• _The request_:
Copy every line of the material below word for word.
=-=-=
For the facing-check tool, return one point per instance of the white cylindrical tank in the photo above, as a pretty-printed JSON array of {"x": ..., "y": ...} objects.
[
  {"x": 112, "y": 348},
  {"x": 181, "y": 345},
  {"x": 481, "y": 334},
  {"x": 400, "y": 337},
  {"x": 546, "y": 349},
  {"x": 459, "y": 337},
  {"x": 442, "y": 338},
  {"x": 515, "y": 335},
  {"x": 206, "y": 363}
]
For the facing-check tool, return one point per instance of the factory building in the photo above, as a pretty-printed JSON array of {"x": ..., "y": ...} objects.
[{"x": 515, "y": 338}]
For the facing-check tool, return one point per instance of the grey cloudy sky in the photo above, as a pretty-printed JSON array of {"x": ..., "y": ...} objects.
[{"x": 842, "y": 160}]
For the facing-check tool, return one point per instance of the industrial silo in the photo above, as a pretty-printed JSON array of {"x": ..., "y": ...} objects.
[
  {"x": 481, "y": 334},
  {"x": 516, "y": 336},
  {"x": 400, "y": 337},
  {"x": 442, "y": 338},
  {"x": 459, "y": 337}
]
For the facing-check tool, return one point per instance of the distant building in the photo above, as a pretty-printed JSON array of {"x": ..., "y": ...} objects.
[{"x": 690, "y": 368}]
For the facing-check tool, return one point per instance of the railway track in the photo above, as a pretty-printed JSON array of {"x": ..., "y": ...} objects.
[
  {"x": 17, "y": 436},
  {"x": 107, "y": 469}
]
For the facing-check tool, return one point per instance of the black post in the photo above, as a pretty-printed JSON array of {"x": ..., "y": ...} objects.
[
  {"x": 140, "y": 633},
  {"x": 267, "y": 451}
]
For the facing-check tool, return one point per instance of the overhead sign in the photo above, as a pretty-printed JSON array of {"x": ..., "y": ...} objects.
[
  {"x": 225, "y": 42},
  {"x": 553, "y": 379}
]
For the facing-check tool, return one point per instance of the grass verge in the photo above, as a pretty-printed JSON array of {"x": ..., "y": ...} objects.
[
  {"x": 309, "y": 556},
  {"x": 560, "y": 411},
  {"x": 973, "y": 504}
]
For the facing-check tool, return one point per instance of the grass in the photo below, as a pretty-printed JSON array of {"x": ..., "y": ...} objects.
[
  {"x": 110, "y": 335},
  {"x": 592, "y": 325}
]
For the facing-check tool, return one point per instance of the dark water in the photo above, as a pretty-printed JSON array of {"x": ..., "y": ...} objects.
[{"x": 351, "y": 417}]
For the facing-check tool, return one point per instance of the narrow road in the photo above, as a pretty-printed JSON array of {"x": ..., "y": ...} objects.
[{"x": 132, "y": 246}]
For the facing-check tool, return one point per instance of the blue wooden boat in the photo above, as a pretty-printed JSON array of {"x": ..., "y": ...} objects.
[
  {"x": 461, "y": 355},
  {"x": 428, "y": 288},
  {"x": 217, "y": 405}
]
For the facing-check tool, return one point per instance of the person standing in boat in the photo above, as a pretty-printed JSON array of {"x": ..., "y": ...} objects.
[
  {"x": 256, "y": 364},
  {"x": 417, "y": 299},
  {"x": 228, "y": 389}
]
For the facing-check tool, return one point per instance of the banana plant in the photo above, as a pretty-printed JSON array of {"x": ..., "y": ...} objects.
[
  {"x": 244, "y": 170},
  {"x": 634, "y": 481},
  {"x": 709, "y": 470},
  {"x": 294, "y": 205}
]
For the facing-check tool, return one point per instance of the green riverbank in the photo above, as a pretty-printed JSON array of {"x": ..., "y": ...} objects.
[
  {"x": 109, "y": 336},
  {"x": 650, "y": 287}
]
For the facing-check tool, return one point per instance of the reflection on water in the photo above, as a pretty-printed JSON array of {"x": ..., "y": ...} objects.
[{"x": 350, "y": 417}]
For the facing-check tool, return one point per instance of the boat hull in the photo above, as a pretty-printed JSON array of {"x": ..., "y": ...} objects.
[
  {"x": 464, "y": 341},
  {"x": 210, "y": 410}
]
=-=-=
• _Solution_:
For the facing-check tool, return one point per instance of the white cylindrical tank in the photo above, as a pretty-printed JSON array of {"x": ..., "y": ...} objects.
[
  {"x": 112, "y": 348},
  {"x": 181, "y": 345},
  {"x": 481, "y": 334},
  {"x": 400, "y": 337},
  {"x": 546, "y": 349},
  {"x": 459, "y": 337},
  {"x": 442, "y": 338},
  {"x": 515, "y": 335},
  {"x": 206, "y": 363}
]
For the facing-check tool, return one point per instance of the factory building in the photo above, as a pretty-printed JSON array of {"x": ..., "y": ...} objects.
[{"x": 515, "y": 338}]
For the facing-check tool, return one point per instance of the grey cloudy sky in the photo above, as a pretty-printed JSON array of {"x": ..., "y": ...} objects.
[{"x": 842, "y": 160}]
For the facing-check tool, return one point per instance of the industrial silo in the photo above, as a pretty-printed JSON array of {"x": ..., "y": ...} objects.
[
  {"x": 481, "y": 334},
  {"x": 516, "y": 336},
  {"x": 400, "y": 337},
  {"x": 442, "y": 338},
  {"x": 459, "y": 337}
]
For the facing-check tool, return one point per instance of the distant building in the photo above, as a pretty-printed JSON array of {"x": ..., "y": ...} objects.
[{"x": 690, "y": 368}]
For the facing-check tool, return one point per instance of the railway track in the photo above, as a pretty-printed JSON array of {"x": ..., "y": ...} objects.
[
  {"x": 17, "y": 436},
  {"x": 107, "y": 469}
]
For the facing-check tool, return one point per instance of the black post in the photo above, as a pretty-printed JSON array of {"x": ..., "y": ...} objects.
[
  {"x": 140, "y": 633},
  {"x": 267, "y": 451}
]
For the facing-check tool, return one point per instance of the overhead sign in the photo above, as a pretty-printed JSON array of {"x": ..., "y": ...} objects.
[
  {"x": 225, "y": 42},
  {"x": 553, "y": 379}
]
For the facing-check tool, return one point per instance of the grass verge in the photo above, as a pretty-printed JSON array of {"x": ..., "y": ...} objects.
[
  {"x": 309, "y": 556},
  {"x": 560, "y": 411},
  {"x": 973, "y": 504}
]
For the facing-check tool, return one point per instance of the grass in the photo below, as a pretty-printed JSON array of {"x": ..., "y": ...} objects.
[
  {"x": 110, "y": 335},
  {"x": 592, "y": 325}
]
For the facing-check tool, return one point per instance of the dark water in the photo above, as a pretty-printed JSON array of {"x": ..., "y": ...} objects.
[{"x": 351, "y": 417}]
For the facing-check tool, return one point per instance of the narrow road in the photo above, as a pretty-printed JSON array of {"x": ..., "y": ...} objects.
[{"x": 132, "y": 246}]
For the facing-check tool, return one point per instance of the blue wooden boat in the photo above, as a pretty-printed JSON array of {"x": ..., "y": ...} objects.
[
  {"x": 461, "y": 355},
  {"x": 428, "y": 288},
  {"x": 217, "y": 405}
]
For the facing-check tool, return one point per instance of the person standing in boat in the photo above, as a pretty-printed JSON array of {"x": ..., "y": ...} objects.
[
  {"x": 256, "y": 364},
  {"x": 417, "y": 299},
  {"x": 228, "y": 389}
]
For the facing-check tool, return one point per instance of the banana plant in the photo above, as a pretty-printed JSON array of {"x": ..., "y": ...} objects.
[
  {"x": 244, "y": 170},
  {"x": 634, "y": 481},
  {"x": 709, "y": 470},
  {"x": 294, "y": 205}
]
For the facing-check tool, return one point per instance of the green riverbank in the photo above, as a pretty-printed JSON array of {"x": ..., "y": ...} objects.
[
  {"x": 109, "y": 336},
  {"x": 650, "y": 287}
]
For the facing-check tool, return one point per instance of the reflection on water in the photo above, as a pretty-printed JSON array of {"x": ..., "y": ...} objects.
[{"x": 350, "y": 417}]
For the facing-check tool, return one point per instance of the boat hull in the photo above, as a pretty-printed JSON array of {"x": ..., "y": ...} objects.
[
  {"x": 464, "y": 341},
  {"x": 210, "y": 410}
]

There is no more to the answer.